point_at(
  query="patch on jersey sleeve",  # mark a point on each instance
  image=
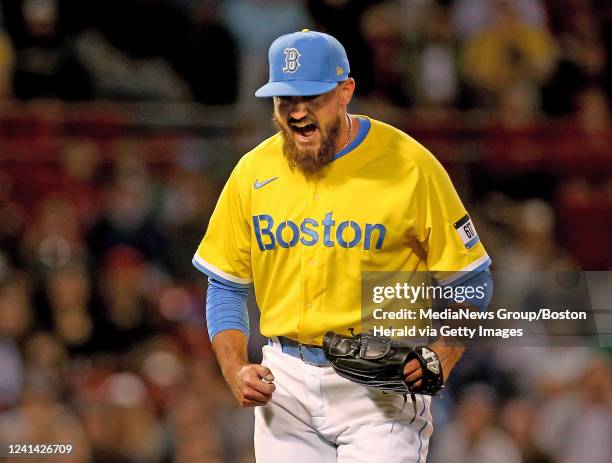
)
(466, 231)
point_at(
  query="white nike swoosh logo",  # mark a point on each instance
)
(257, 185)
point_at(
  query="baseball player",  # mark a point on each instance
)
(331, 195)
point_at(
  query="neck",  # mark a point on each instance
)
(346, 133)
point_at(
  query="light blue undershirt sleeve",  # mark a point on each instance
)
(480, 278)
(226, 308)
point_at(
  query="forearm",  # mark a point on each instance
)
(230, 348)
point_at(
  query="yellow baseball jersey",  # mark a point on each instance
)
(387, 205)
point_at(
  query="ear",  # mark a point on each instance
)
(346, 91)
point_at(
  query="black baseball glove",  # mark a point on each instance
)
(378, 362)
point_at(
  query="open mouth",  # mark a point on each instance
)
(305, 132)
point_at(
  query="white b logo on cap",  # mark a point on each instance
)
(292, 57)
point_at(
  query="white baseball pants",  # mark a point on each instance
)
(316, 416)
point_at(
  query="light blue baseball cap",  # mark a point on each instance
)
(305, 63)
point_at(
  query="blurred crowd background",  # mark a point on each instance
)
(119, 123)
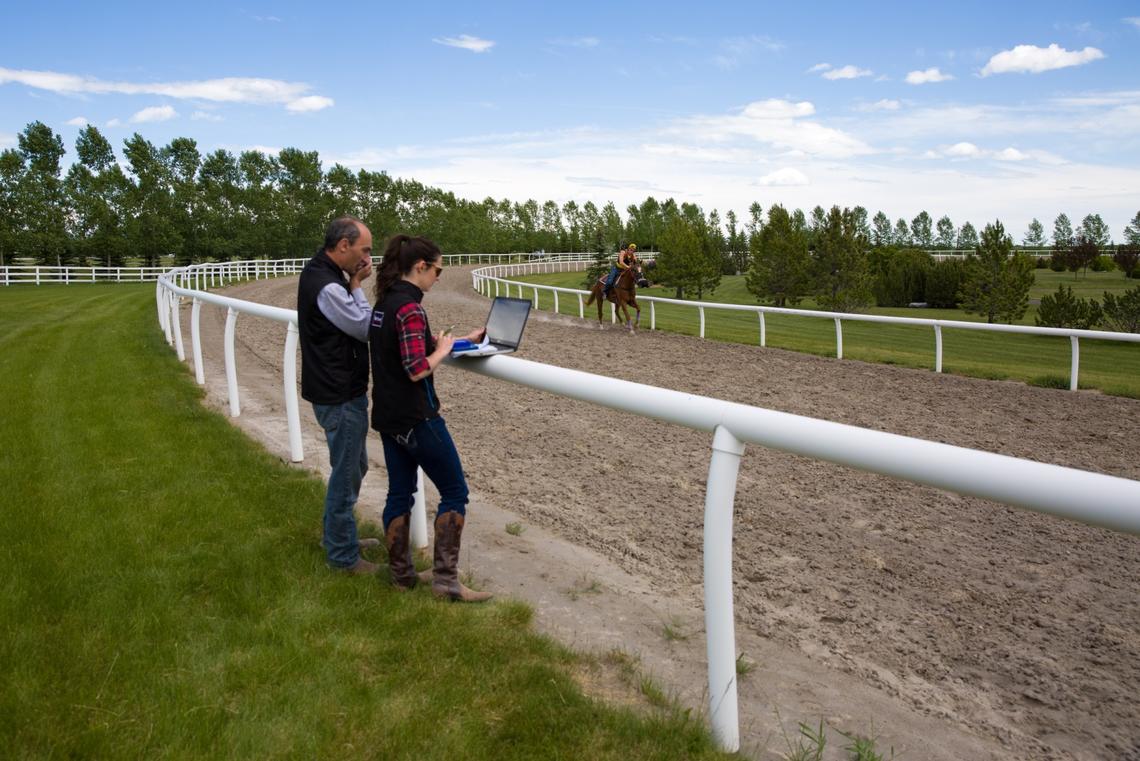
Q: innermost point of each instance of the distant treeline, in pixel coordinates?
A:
(171, 199)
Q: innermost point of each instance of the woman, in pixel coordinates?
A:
(405, 410)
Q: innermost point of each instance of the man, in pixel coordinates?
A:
(626, 259)
(333, 319)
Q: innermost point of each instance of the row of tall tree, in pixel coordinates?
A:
(171, 199)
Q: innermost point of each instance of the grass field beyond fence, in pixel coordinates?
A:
(163, 592)
(1109, 366)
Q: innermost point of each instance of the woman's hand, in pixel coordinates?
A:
(444, 343)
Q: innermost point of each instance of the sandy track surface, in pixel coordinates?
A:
(961, 628)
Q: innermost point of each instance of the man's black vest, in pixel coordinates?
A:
(398, 404)
(334, 366)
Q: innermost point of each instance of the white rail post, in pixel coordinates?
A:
(235, 406)
(200, 373)
(159, 294)
(420, 514)
(176, 316)
(1076, 362)
(292, 407)
(719, 620)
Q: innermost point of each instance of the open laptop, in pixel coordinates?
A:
(504, 329)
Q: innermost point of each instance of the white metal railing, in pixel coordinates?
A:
(1092, 498)
(489, 278)
(217, 272)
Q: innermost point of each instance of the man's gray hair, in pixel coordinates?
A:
(342, 227)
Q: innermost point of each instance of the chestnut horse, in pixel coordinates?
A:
(623, 295)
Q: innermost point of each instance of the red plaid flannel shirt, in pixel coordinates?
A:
(415, 342)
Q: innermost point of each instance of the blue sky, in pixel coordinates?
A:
(976, 111)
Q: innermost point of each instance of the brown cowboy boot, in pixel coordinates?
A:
(399, 553)
(446, 573)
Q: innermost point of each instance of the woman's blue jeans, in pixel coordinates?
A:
(345, 431)
(429, 446)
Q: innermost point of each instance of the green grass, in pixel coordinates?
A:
(163, 592)
(1113, 367)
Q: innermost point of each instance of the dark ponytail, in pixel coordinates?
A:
(400, 255)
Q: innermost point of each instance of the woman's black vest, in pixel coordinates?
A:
(398, 404)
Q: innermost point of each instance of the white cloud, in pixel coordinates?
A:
(927, 75)
(783, 178)
(230, 89)
(847, 73)
(776, 123)
(308, 103)
(154, 114)
(465, 42)
(886, 104)
(1011, 154)
(1033, 59)
(963, 150)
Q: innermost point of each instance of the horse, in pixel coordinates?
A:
(623, 295)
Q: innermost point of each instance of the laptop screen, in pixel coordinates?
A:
(506, 320)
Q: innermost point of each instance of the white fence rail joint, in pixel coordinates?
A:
(1092, 498)
(483, 279)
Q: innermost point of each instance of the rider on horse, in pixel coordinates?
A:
(626, 259)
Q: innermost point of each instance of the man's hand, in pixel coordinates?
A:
(363, 272)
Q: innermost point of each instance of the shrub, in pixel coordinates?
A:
(1126, 258)
(1122, 314)
(1064, 310)
(1102, 263)
(944, 280)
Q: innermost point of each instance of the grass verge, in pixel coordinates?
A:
(1109, 366)
(163, 591)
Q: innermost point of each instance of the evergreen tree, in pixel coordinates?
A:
(946, 237)
(880, 230)
(996, 284)
(781, 266)
(1034, 236)
(921, 232)
(1094, 229)
(967, 237)
(841, 272)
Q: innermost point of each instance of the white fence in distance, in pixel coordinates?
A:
(1098, 499)
(489, 278)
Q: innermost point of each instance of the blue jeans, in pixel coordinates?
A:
(428, 446)
(345, 431)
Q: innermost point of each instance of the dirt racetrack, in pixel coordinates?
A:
(961, 629)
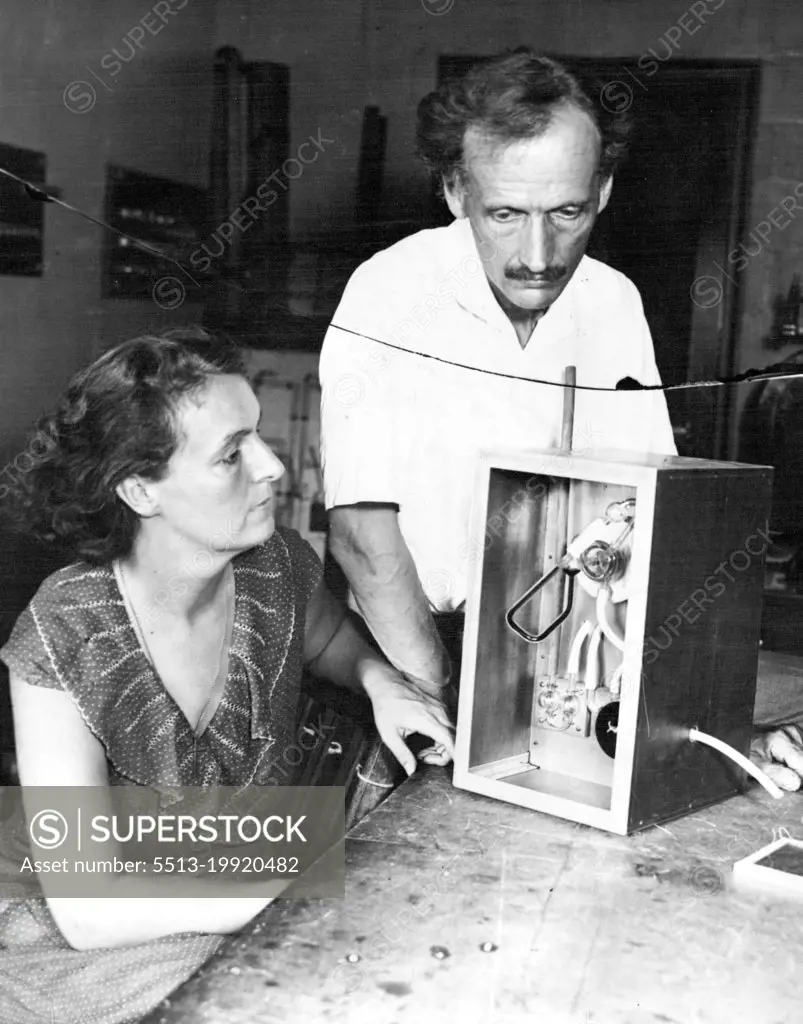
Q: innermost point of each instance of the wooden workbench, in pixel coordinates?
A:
(584, 927)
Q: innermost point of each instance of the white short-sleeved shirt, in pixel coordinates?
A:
(398, 428)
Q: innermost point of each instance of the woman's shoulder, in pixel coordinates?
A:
(80, 593)
(71, 607)
(286, 556)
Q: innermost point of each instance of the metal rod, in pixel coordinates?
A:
(559, 524)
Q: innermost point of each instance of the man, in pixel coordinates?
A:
(432, 351)
(526, 165)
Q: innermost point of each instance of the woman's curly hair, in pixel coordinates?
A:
(118, 418)
(510, 97)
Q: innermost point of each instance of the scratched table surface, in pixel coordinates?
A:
(463, 908)
(460, 908)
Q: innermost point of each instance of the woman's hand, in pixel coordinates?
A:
(402, 709)
(779, 754)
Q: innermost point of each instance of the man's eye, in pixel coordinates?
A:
(571, 212)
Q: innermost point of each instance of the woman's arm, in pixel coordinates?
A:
(54, 747)
(336, 651)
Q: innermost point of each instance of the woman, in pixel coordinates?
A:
(169, 654)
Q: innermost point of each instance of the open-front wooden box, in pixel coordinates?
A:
(601, 736)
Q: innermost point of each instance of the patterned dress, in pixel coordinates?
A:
(76, 636)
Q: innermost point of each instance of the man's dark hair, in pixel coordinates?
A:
(509, 97)
(118, 418)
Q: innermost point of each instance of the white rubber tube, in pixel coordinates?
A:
(604, 624)
(703, 737)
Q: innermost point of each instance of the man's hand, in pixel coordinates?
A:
(778, 753)
(400, 709)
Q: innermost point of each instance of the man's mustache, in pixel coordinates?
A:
(551, 275)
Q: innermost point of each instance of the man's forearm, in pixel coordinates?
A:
(370, 549)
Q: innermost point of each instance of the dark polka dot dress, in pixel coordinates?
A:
(76, 635)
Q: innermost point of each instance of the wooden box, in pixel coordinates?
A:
(617, 757)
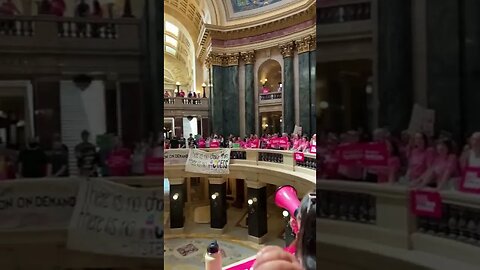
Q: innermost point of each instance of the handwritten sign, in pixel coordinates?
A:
(115, 219)
(299, 156)
(208, 162)
(175, 156)
(214, 144)
(375, 154)
(471, 180)
(426, 203)
(37, 204)
(154, 166)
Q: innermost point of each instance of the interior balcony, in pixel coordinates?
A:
(62, 34)
(178, 106)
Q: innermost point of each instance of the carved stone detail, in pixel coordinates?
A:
(287, 49)
(305, 44)
(248, 57)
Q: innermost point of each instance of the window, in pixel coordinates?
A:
(171, 41)
(172, 29)
(170, 50)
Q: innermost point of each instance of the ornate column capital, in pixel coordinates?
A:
(248, 57)
(231, 59)
(305, 44)
(287, 49)
(215, 59)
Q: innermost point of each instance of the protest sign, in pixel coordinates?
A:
(208, 162)
(375, 154)
(175, 156)
(350, 153)
(426, 203)
(115, 219)
(154, 166)
(214, 144)
(470, 181)
(299, 156)
(37, 204)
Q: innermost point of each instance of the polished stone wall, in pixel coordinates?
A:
(288, 96)
(249, 99)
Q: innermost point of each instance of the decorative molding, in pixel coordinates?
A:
(248, 57)
(286, 49)
(231, 59)
(216, 59)
(305, 44)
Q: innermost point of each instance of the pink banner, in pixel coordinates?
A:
(247, 264)
(299, 156)
(470, 181)
(154, 166)
(375, 154)
(350, 153)
(426, 203)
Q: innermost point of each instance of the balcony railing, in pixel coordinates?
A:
(380, 214)
(271, 98)
(341, 13)
(50, 32)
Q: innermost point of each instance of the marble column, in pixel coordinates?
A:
(249, 59)
(217, 93)
(257, 211)
(313, 89)
(443, 65)
(177, 203)
(305, 83)
(394, 64)
(218, 203)
(231, 108)
(288, 88)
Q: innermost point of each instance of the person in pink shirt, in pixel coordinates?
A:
(419, 157)
(119, 160)
(389, 172)
(330, 159)
(444, 166)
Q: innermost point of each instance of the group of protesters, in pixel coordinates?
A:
(413, 158)
(293, 142)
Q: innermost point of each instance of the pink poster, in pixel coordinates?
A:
(247, 264)
(154, 166)
(375, 154)
(350, 154)
(299, 156)
(426, 203)
(470, 181)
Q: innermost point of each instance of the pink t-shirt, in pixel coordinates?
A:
(119, 162)
(442, 165)
(383, 172)
(418, 162)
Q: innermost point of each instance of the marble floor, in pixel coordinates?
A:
(185, 250)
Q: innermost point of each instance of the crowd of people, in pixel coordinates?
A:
(413, 158)
(37, 161)
(293, 142)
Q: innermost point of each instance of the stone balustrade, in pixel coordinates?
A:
(380, 214)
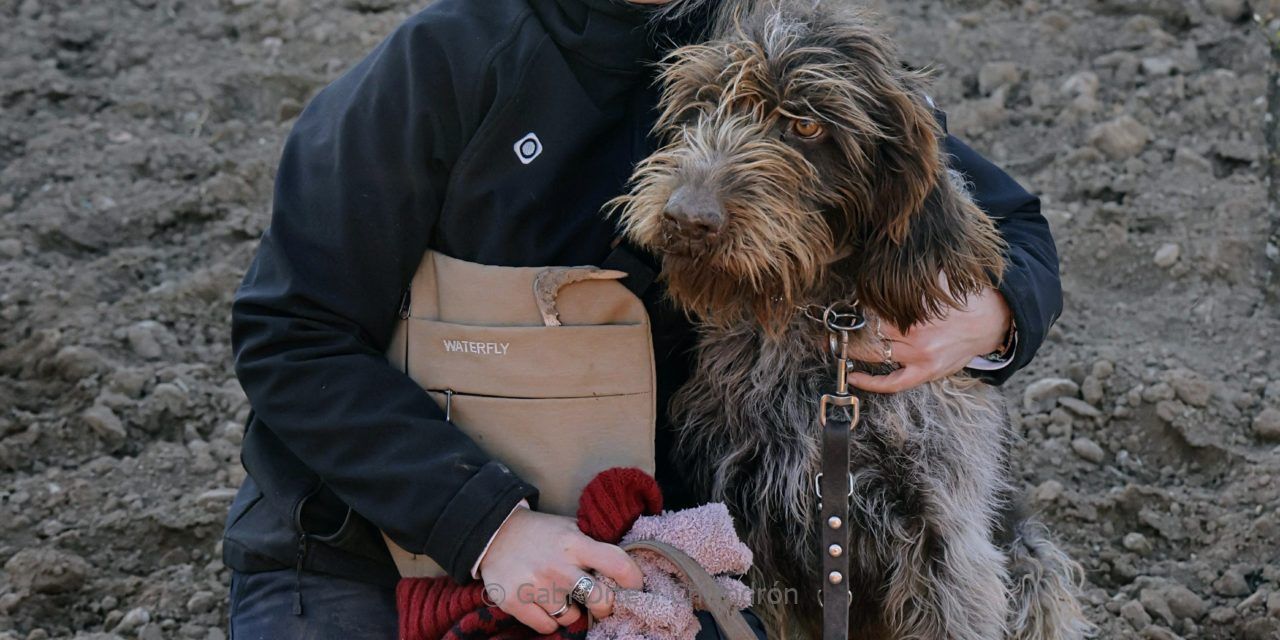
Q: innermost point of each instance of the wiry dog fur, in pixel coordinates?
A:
(867, 208)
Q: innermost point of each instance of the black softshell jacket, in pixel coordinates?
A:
(416, 147)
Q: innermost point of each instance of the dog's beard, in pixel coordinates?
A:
(775, 246)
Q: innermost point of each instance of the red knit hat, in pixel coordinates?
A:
(438, 608)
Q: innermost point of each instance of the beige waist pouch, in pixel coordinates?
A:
(549, 370)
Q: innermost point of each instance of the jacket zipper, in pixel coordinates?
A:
(297, 585)
(403, 311)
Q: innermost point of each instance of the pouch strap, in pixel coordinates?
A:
(711, 594)
(640, 274)
(835, 488)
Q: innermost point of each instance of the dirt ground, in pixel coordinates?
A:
(137, 146)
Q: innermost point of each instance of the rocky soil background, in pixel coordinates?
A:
(137, 146)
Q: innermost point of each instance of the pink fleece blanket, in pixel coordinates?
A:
(664, 608)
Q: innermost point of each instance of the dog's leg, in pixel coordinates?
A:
(1045, 583)
(946, 579)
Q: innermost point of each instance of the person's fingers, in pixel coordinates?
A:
(599, 602)
(895, 382)
(612, 561)
(571, 615)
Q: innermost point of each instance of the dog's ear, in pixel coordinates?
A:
(949, 251)
(905, 163)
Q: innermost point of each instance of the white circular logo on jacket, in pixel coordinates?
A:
(528, 147)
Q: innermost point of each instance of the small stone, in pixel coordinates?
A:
(219, 498)
(1191, 388)
(1266, 425)
(1157, 392)
(1082, 85)
(104, 421)
(1184, 603)
(151, 631)
(145, 339)
(1261, 629)
(1189, 159)
(1120, 138)
(10, 248)
(74, 362)
(1088, 449)
(48, 571)
(133, 620)
(1156, 604)
(288, 109)
(1091, 389)
(1137, 543)
(201, 602)
(1229, 10)
(1168, 255)
(1134, 615)
(1042, 394)
(1079, 407)
(1159, 632)
(1159, 65)
(1233, 584)
(993, 76)
(169, 397)
(1047, 492)
(1221, 615)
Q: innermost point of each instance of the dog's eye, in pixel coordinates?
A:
(807, 128)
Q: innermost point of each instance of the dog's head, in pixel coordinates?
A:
(798, 149)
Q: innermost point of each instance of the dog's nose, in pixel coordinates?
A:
(695, 211)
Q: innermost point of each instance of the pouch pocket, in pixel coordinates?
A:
(530, 361)
(583, 435)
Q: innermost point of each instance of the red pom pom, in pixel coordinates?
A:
(615, 499)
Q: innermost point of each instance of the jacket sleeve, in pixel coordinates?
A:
(1031, 286)
(357, 193)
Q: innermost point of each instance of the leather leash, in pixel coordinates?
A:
(837, 416)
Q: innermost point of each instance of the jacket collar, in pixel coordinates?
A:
(615, 35)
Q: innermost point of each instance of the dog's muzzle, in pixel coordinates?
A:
(693, 216)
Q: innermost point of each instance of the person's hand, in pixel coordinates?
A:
(937, 350)
(536, 558)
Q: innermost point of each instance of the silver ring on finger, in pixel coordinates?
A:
(558, 613)
(581, 592)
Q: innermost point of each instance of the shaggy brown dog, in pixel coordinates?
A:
(803, 167)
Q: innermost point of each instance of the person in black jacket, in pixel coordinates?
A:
(415, 149)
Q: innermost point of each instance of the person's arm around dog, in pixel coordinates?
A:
(1024, 306)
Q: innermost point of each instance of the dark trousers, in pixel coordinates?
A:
(333, 608)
-----
Reproduce the entries beginning at the line containing "Q: innermost point of each instance of the red plaid" and continuing through the line containing "(1113, 367)", both included. Leave the request lines unchanged, and scale each pixel coordinate in the answers by 1.85, rounding to the nearest whole number with halves rounded up.

Written response =>
Q: innermost point of each instance of the red plaid flannel shirt, in pixel coordinates?
A:
(768, 633)
Q: innermost point of each instance of the blue sky, in pixel coordinates?
A:
(1806, 205)
Q: innermost point of each instance of the brown cowboy boot, in pixel coordinates?
A:
(738, 1023)
(825, 1060)
Q: innermost point of each instance of the woman's blue jeans, in pixel coordinates?
A:
(638, 797)
(794, 825)
Q: innermost point of each instance of the green grass, in pixel coordinates?
A:
(302, 1095)
(2059, 679)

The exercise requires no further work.